What you need to do: Starting at the beginning of the rows and ending at the line that contains "[[[35,28],[42,42],[52,41],[57,35],[57,26],[37,25]]]", copy the lines with "ceramic pot" replaced by "clay vase" and everything else unchanged. Leave out the pictures.
------
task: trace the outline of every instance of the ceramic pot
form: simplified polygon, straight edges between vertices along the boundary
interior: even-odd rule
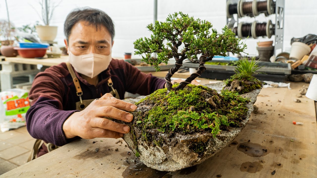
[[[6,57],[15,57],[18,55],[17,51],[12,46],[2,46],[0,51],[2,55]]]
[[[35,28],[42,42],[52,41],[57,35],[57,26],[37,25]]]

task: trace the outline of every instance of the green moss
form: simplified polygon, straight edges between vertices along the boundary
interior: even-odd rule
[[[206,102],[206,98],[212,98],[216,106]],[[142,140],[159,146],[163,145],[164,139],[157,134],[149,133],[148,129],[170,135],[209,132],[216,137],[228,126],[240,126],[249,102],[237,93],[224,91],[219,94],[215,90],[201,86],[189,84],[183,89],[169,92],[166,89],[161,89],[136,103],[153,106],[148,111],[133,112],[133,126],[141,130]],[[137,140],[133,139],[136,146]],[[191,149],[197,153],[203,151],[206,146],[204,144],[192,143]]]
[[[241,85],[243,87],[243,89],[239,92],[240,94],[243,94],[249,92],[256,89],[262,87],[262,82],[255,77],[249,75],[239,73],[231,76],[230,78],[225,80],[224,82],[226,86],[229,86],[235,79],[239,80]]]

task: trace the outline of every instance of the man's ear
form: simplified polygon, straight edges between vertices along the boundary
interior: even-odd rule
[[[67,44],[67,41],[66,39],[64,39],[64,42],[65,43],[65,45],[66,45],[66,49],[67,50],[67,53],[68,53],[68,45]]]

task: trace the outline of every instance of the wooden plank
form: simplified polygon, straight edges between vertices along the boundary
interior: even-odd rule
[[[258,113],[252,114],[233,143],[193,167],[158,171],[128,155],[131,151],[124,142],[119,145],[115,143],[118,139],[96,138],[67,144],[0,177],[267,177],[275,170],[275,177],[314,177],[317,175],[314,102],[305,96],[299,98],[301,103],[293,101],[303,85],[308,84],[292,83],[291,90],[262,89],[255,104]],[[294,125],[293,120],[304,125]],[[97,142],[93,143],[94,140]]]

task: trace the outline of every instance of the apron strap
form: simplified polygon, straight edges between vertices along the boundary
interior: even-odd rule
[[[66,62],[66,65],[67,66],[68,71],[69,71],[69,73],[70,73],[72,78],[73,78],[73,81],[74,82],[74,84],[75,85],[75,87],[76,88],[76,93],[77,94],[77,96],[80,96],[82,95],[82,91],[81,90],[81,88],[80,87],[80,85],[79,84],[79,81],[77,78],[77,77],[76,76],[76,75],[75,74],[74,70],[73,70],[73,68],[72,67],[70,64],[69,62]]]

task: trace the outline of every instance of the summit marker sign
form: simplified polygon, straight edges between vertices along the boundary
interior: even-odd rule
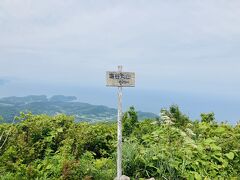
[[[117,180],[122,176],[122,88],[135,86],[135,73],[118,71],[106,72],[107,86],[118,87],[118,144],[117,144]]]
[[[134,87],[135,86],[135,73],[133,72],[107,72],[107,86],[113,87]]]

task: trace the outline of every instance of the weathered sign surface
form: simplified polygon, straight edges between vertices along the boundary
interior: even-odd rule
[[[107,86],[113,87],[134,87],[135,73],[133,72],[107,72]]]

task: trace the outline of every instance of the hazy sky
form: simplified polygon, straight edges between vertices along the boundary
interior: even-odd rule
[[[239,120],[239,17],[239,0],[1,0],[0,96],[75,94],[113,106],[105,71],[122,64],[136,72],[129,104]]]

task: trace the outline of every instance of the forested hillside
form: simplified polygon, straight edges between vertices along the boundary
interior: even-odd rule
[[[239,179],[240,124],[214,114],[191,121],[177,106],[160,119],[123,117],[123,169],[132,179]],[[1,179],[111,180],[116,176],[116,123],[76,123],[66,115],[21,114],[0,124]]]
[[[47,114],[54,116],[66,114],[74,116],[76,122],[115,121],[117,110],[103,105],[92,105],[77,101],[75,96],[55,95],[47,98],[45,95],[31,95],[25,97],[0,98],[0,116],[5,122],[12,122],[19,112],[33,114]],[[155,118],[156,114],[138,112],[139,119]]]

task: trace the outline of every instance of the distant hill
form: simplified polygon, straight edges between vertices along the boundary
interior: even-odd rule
------
Finished exercise:
task: trace the outline of every instance of the clay vase
form: simplified polygon, straight edges between vertices along the boundary
interior: even-odd rule
[[[6,57],[15,57],[18,55],[17,51],[12,46],[2,46],[0,51],[2,55]]]
[[[35,28],[42,42],[52,41],[57,35],[57,26],[37,25]]]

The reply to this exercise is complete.